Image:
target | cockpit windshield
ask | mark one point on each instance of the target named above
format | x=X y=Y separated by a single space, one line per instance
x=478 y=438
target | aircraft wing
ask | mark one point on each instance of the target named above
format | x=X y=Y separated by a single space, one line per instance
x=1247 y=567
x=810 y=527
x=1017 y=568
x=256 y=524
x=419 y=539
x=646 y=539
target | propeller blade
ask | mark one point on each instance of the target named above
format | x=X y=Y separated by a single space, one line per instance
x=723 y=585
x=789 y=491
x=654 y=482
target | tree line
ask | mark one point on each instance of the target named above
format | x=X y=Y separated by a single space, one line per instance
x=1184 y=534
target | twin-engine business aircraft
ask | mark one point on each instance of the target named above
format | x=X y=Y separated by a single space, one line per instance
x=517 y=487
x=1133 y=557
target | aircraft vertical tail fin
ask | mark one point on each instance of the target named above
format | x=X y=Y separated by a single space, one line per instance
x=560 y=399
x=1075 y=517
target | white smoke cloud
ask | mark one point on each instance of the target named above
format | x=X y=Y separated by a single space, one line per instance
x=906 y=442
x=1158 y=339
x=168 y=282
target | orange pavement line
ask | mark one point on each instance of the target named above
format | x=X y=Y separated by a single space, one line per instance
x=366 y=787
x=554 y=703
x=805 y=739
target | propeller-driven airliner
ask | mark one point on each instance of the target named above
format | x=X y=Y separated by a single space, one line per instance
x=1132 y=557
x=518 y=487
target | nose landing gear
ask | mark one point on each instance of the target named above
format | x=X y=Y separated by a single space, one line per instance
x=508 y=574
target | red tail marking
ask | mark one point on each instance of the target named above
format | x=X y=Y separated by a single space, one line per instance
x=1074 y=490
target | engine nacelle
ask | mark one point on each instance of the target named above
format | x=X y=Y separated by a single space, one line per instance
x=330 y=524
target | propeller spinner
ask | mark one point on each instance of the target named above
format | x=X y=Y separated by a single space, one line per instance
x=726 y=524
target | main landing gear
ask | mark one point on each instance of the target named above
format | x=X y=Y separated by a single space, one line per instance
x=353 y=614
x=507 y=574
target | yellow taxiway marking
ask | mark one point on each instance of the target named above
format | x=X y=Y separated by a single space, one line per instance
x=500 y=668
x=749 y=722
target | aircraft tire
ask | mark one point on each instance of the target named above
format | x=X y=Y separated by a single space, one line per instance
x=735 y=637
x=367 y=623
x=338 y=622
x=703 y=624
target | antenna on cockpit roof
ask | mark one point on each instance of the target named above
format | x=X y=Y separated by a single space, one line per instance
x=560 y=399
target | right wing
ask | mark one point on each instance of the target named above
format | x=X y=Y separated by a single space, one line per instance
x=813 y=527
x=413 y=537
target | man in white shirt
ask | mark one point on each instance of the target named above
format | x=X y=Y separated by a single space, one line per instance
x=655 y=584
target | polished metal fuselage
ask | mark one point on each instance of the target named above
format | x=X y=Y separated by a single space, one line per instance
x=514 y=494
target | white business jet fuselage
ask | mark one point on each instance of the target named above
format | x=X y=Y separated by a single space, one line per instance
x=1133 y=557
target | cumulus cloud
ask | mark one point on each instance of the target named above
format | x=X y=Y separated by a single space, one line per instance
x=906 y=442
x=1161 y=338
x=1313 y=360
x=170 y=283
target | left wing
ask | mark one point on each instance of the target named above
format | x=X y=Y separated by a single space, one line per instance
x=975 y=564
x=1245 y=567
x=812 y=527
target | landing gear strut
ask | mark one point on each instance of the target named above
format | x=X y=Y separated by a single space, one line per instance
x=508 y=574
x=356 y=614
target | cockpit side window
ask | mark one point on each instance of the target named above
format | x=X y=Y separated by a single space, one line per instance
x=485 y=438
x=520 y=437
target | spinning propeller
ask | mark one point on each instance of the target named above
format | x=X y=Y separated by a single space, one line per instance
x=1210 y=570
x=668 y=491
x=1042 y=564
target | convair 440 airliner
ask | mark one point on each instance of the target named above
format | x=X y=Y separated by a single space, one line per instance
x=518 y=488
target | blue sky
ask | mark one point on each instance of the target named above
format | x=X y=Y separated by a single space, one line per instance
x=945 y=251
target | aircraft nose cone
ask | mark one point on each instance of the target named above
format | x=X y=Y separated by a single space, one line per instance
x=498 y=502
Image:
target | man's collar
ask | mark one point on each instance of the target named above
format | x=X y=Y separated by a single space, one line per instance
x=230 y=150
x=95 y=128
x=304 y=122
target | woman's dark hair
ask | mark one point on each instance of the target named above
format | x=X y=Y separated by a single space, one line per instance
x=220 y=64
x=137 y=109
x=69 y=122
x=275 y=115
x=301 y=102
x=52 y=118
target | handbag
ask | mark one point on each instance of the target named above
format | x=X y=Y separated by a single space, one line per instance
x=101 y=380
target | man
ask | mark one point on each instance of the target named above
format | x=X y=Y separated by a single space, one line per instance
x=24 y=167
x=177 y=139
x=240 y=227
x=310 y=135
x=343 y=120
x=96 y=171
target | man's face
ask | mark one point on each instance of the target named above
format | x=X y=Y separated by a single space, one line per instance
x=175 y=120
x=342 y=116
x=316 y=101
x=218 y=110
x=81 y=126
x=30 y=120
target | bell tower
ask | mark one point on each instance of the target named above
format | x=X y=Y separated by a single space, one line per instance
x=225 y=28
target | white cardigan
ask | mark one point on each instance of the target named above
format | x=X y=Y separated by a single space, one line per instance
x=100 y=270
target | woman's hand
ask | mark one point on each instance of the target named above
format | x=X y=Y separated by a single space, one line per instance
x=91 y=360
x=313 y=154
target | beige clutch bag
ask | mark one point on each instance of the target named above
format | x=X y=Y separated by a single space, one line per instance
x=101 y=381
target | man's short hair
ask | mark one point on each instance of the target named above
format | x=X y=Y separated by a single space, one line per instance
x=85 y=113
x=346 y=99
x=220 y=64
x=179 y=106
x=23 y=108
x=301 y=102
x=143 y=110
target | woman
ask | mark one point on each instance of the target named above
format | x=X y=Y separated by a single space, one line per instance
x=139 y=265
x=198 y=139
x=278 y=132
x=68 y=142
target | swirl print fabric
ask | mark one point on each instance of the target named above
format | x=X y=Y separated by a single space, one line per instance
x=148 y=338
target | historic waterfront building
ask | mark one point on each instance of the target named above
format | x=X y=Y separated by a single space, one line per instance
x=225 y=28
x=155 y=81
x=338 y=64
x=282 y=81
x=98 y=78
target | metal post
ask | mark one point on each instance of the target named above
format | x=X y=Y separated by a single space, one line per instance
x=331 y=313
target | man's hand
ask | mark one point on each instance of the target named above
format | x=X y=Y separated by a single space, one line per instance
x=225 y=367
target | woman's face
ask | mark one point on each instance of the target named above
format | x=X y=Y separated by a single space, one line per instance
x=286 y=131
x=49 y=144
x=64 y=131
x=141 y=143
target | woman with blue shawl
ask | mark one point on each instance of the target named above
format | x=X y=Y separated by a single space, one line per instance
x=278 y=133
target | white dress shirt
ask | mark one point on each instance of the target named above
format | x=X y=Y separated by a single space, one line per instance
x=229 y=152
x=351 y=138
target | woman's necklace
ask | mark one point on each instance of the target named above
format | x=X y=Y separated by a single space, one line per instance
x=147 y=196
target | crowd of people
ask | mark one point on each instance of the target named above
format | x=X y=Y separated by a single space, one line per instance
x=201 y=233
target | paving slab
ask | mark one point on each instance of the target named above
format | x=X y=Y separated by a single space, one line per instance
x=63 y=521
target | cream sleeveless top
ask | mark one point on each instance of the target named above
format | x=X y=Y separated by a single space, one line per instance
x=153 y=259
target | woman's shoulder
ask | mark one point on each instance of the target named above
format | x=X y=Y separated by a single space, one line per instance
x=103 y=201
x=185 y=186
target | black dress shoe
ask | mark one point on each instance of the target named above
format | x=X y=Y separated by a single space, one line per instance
▬▬▬▬▬▬
### AIM OF THE EXERCISE
Retype every one of the entries above verbatim, keeping each line unchanged and in its original order.

### RESULT
Image:
target | cockpit windshield
ask | mark one point on each instance of the target named above
format | x=X y=Y separated by a single space, one line per instance
x=478 y=438
target | aircraft wing
ask | mark one point on each instance of the target named above
format | x=X y=Y separated by a single space, one line per instance
x=1247 y=567
x=810 y=527
x=1017 y=568
x=256 y=524
x=419 y=539
x=646 y=539
target | propeller blade
ask | mark one point on each instance of the target named above
format | x=X y=Y separated by a single space, one line per instance
x=723 y=585
x=789 y=491
x=654 y=482
target | tree line
ask | mark one point on each instance of the target named above
format | x=X y=Y separated by a single space, one line per instance
x=1184 y=534
target | twin-engine business aircraft
ask | mark one point on each instance of the target named above
format | x=X y=Y separated by a single space, one line per instance
x=517 y=487
x=1133 y=557
target | aircraft vertical tail fin
ask | mark one point on each instance of the target named above
format | x=X y=Y separated by a single space, one line per instance
x=560 y=399
x=1075 y=517
target | white smoke cloud
ask | mark one point on each instance of the target named above
format | x=X y=Y separated by a single space, one line per instance
x=906 y=442
x=1158 y=339
x=168 y=282
target | orange pavement line
ask | mark one point on each instance of the target named above
format | x=X y=Y separated by a single space, one line per instance
x=366 y=787
x=554 y=703
x=805 y=739
target | propeller-driven airliner
ask | mark one point on each instance of the target named above
format | x=X y=Y separated by a single space, one line per instance
x=1132 y=557
x=518 y=487
target | nose landing gear
ask | mark one point on each instance of the target named above
format | x=X y=Y separated by a single space, one line per instance
x=508 y=574
target | red tail marking
ask | mark one point on each instance of the target named above
format | x=X y=Y separated by a single space, one line per instance
x=1074 y=490
target | engine nacelle
ask | mark one point on each instance of the target named above
format | x=X y=Y separated by a single space, one line per instance
x=330 y=524
target | propeller spinner
ask | mark one point on each instance of the target named above
format | x=X y=Y separated by a single space, one line per instance
x=726 y=524
target | main landing gear
ask | mark one point on each instance of the target named above
format | x=X y=Y separated by a single space, one line per instance
x=353 y=614
x=507 y=574
target | yellow taxiway marking
ask | mark one point on each instance of the target named above
format | x=X y=Y separated by a single space, one line per instance
x=500 y=668
x=749 y=722
target | aircraft tire
ask | mark one point on each instance of the target named above
format | x=X y=Y separated by a single space, one line per instance
x=735 y=637
x=367 y=623
x=338 y=622
x=703 y=624
target | antenna on cockpit roof
ask | mark one point on each instance of the target named above
format | x=X y=Y separated by a single space, one line per instance
x=560 y=399
target | right wing
ask | mark one point on each instance of the target named above
format | x=X y=Y separated by a single space, one line per instance
x=813 y=527
x=413 y=537
target | man in white shirt
ask | mark one point on each instance of the target named above
format | x=X y=Y separated by a single space, one line per instance
x=655 y=584
target | polished metal fuselage
ask | mark one point on each instance of the target named above
format | x=X y=Y separated by a single space, one line per instance
x=514 y=494
target | white business jet fuselage
ask | mark one point on each instance of the target named above
format | x=X y=Y separated by a single space, one line per instance
x=1133 y=557
target | cumulus cloud
ask | mark one point on each instance of the target named above
format | x=X y=Y separated by a single space, one line per instance
x=906 y=442
x=1161 y=338
x=1313 y=360
x=170 y=283
target | left wing
ask | mark one point on each instance of the target named above
format | x=X y=Y separated by a single space, one line per instance
x=975 y=564
x=1245 y=567
x=812 y=527
target | landing gear strut
ask | mark one point on each instance of the target named above
format | x=X y=Y separated by a single space, one line per instance
x=508 y=574
x=356 y=614
target | cockpit side window
ask | mark one point on each instance of the target named above
format | x=X y=Y separated by a single space, one line per instance
x=485 y=438
x=520 y=437
target | spinning propeller
ask | mark one point on each instance of the target named above
format | x=X y=Y separated by a single space, one line per instance
x=1210 y=570
x=668 y=491
x=1042 y=564
target | convair 440 airliner
ask | mark one point on each instance of the target named above
format | x=X y=Y separated by a single space, one line per instance
x=518 y=488
target | blue sky
ask | mark one point on each instance of the target named above
format | x=X y=Y separated by a single space, one line per instance
x=945 y=251
target | aircraft nose cone
ask | mark one point on each instance of the target named above
format | x=X y=Y separated by a single space, one line per instance
x=498 y=502
Image:
target | man's collar
ask | mark one point on each instance of the target named above
format | x=X y=Y separated by a single space, one line per instance
x=230 y=150
x=95 y=128
x=304 y=122
target | woman's dark hair
ask | mark one point on each instance of the target named above
format | x=X y=Y separated by a single space, one line per instance
x=220 y=64
x=137 y=109
x=69 y=122
x=275 y=115
x=301 y=102
x=52 y=118
target | handbag
ask | mark one point on each instance of the target named above
format | x=X y=Y separated by a single space, one line per instance
x=101 y=380
target | man
ask | mark one point on each instance of the target named above
format | x=X y=Y separated by a single space, one line per instance
x=24 y=167
x=177 y=139
x=240 y=227
x=310 y=135
x=343 y=120
x=96 y=171
target | man's face
ask | mark one point on each instance of the target named above
format | x=X y=Y separated by a single space, one line per instance
x=175 y=120
x=342 y=116
x=316 y=101
x=218 y=110
x=81 y=126
x=30 y=120
target | bell tower
ask | mark one point on each instance of the target named above
format | x=X y=Y separated by a single space, one line per instance
x=225 y=28
target | white cardigan
ask | mark one point on each instance of the target named above
format | x=X y=Y separated by a single space, one line per instance
x=100 y=270
target | woman's hand
ask | mark one point on each instance of the target named above
format | x=X y=Y separated by a single space, one line per instance
x=91 y=360
x=313 y=154
target | beige clutch bag
ask | mark one point on each instance of the target named above
format | x=X y=Y separated by a single space, one line per instance
x=101 y=381
target | man's short hair
ask | mark one point on each instance of the target named above
format | x=X y=Y separated by a single space, one line per instance
x=85 y=113
x=346 y=99
x=220 y=64
x=179 y=106
x=23 y=108
x=301 y=102
x=143 y=110
target | woman
ask | mark one point on each instance of the target named above
format | x=X y=Y separated by a single space, one line per instance
x=139 y=265
x=198 y=139
x=278 y=132
x=68 y=142
target | swirl print fabric
ask | mark one point on each instance of the target named above
format | x=X y=Y separated by a single space, one line per instance
x=148 y=338
target | historic waterfront building
ask | mark one point on each instance of the target named above
format | x=X y=Y separated by a single space, one line per instance
x=225 y=28
x=155 y=81
x=338 y=64
x=282 y=81
x=98 y=78
target | metal post
ask | mark one point on each instance of the target named above
format | x=X y=Y separated by a single space, one line per instance
x=331 y=313
target | man's hand
ask | mark one point on each instance of the target named above
format | x=X y=Y separated by a single space, one line per instance
x=225 y=367
target | woman's face
ask | mark one point on each instance of the target named above
format | x=X y=Y separated by a single space, one line per instance
x=286 y=131
x=49 y=144
x=64 y=131
x=141 y=143
target | woman with blue shawl
ask | mark one point on each instance of the target named above
format | x=X y=Y separated by a single space, one line per instance
x=278 y=133
target | white dress shirt
ask | mark one point on each instance of the target named above
format | x=X y=Y separated by a single space, one line per instance
x=229 y=152
x=351 y=138
target | woman's necklace
ask | mark one point on each instance of the target named above
format | x=X y=Y separated by a single space, one line per instance
x=147 y=196
target | crowd of people
ask | mark one point on each instance of the target named above
format | x=X y=Y separated by a single space, one line per instance
x=201 y=233
target | paving slab
ask | mark one point on each instance of the target named above
format | x=X y=Y separated by a single space, one line per instance
x=63 y=521
target | cream sleeveless top
ask | mark one point on each instance of the target named above
format | x=X y=Y separated by a single space, one line per instance
x=153 y=259
target | woman's shoulder
ask | mark one point on each instance of the target named above
format | x=X y=Y separated by a single space, one line per instance
x=103 y=201
x=185 y=186
target | black dress shoe
ask | mark one point on each instance of the target named above
format | x=X y=Y separated by a single space, one line per instance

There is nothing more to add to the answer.